Texto de lectura:
Otras transiciones son las de la naturaleza. Nos encontramos aquí sobre todo con los solsticios y los equinocios. En los solsticios, las horas de luz solar aumentan o disminuyen hasta sus cotas máximas: es el comienzo del invierno o del verano (hacia finales de diciembre y de junio, respectivamente). En los equinocios se alcanza un equilibrio en la duración de la luz, es decir, un equilibrio en la duración del día y de la noche. Ese equilibrio puede alcanzarse por vía ascendente, cuando los días van creciendo: es la llegada de la primavera (hacia el 21 de marzo), o por vía descendente, cuando los días se van acortando: es el comienzo del otoño (hacia el 21 de septiembre).

Tarea por realizar: Según el texto de lectura, en dos momentos del año se igualan la duración del día y la de la noche. Explica, por favor, en una a tres oraciones, por qué uno marca la llegada de la primavera y el otro el comienzo del otoño.

Datos recopilados:
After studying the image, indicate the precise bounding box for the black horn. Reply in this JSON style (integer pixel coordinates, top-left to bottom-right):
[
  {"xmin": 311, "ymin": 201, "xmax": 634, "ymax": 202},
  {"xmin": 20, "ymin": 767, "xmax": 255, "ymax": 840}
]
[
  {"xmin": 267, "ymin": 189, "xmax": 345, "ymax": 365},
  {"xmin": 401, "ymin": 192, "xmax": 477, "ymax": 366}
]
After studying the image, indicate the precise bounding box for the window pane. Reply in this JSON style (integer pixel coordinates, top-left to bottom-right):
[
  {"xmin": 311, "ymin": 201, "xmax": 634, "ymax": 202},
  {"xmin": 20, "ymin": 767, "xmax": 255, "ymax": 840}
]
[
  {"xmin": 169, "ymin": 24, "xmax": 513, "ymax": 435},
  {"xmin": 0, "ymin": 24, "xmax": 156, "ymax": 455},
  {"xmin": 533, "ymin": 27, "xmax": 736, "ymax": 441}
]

Respuesta del ejercicio: La diferencia está en cómo se llega a ese equilibrio. En la primavera, hacia el 21 de marzo, se alcanza por vía ascendente, cuando los días van creciendo. En el otoño, hacia el 21 de septiembre, se alcanza por vía descendente, cuando los días se van acortando.